### Exercise details
Look for "the cat claw" in the records below, then copy that line and every line after it, exactly and with nothing added.
· · · · · · ·
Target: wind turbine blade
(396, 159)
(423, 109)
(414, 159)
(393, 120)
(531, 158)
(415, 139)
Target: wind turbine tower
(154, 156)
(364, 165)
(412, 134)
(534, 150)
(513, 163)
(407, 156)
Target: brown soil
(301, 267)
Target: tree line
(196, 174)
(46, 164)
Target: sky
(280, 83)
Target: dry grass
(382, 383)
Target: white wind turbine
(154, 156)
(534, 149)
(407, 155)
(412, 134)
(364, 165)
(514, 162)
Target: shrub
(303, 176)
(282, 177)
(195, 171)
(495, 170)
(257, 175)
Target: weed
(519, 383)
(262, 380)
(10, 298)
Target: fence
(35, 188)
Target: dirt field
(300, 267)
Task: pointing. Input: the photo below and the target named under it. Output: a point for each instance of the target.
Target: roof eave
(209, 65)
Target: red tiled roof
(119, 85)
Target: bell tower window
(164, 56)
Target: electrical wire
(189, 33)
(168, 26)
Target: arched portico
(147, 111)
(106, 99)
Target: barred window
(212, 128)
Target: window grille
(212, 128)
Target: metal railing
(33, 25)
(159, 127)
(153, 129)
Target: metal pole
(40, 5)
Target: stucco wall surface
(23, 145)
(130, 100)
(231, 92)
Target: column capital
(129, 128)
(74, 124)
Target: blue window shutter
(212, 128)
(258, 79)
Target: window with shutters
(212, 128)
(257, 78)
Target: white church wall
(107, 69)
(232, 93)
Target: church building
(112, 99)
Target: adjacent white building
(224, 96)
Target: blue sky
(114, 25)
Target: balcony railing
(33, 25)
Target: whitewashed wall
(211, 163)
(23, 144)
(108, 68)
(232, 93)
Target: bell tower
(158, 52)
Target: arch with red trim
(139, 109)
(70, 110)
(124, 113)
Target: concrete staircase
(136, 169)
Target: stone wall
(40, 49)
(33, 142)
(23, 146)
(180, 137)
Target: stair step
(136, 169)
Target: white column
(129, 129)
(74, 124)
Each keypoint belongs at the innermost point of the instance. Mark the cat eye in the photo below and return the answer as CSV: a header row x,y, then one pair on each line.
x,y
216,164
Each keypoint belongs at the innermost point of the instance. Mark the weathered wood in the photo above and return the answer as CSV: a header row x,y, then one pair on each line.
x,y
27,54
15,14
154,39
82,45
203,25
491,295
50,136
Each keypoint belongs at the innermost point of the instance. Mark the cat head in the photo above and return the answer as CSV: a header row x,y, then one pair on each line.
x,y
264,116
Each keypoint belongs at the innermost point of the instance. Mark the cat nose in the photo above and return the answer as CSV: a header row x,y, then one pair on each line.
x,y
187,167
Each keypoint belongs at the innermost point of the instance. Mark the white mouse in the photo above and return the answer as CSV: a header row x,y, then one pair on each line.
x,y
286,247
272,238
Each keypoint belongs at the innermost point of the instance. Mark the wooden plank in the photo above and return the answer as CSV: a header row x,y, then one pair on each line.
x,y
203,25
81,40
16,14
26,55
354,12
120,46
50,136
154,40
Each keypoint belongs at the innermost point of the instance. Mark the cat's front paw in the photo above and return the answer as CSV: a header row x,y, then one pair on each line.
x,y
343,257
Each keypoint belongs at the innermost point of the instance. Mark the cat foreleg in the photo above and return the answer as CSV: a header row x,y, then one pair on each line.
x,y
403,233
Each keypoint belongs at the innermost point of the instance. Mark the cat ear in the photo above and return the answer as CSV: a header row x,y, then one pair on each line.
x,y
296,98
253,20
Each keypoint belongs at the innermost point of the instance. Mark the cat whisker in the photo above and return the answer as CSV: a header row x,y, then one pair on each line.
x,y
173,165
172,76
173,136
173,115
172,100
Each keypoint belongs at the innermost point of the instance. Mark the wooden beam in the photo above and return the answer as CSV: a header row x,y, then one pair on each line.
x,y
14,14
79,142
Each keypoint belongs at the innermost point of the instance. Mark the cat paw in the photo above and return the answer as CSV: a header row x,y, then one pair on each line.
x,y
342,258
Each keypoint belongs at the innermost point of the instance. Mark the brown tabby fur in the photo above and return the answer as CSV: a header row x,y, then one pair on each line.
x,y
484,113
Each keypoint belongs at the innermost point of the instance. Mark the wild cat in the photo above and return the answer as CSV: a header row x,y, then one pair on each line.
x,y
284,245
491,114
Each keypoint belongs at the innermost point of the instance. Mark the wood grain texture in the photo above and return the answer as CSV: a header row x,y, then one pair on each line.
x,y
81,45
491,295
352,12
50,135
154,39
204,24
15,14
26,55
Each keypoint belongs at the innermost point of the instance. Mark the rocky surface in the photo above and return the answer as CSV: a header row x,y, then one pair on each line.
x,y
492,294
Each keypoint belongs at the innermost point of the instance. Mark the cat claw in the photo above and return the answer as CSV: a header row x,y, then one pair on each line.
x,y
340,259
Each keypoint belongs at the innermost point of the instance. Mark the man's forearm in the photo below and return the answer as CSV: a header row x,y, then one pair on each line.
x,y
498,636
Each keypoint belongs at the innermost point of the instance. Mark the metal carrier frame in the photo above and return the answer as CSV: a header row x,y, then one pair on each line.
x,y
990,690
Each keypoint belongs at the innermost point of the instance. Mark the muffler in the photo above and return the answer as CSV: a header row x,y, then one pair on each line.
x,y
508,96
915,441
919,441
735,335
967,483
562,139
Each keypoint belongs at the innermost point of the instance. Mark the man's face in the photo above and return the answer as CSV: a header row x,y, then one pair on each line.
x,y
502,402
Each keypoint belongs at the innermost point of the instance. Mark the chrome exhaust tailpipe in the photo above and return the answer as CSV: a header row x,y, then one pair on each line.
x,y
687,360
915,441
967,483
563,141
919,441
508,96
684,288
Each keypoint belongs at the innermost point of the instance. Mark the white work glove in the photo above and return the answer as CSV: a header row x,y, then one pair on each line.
· · · · · · ·
### Written solution
Each keypoint belongs at the innermost point of the instance. Mark the cat claw in the photo above and return the answer as CSV: a header row x,y, then one pair on each line.
x,y
340,259
Each keypoint belongs at the innermost point of the instance. Mark the man's forearm in the photo below and return the answer as CSV: a header row x,y, then one pair on each line.
x,y
498,636
Each keypoint belongs at the innermost point of the instance. Mark the metal carrier frame in the photo above and return the answer as CSV: a header row x,y, then one pair on each line.
x,y
990,690
Each keypoint belongs at the innermost point of the instance. Mark the muffler in the photo above and return the answer as CSV: a header row x,y, then one pair on each line.
x,y
508,96
915,441
919,441
735,335
967,483
562,139
Each keypoint belongs at the innermost point of the instance. Mark the man's face in the photo above and return the answer as CSV: a header row x,y, then one pair on each line.
x,y
502,402
Each keypoint belongs at the innermost point of the instance. Mark the chrome exhaust tailpipe in the photo above and return the answer as CSV: a header row x,y, then one pair on each line.
x,y
687,360
915,441
967,483
563,141
919,441
508,96
684,288
Each keypoint belongs at the innermost point of the instance. Mark the white work glove in the photo above and return the answer as CSV: a header row x,y, then one pair on each line.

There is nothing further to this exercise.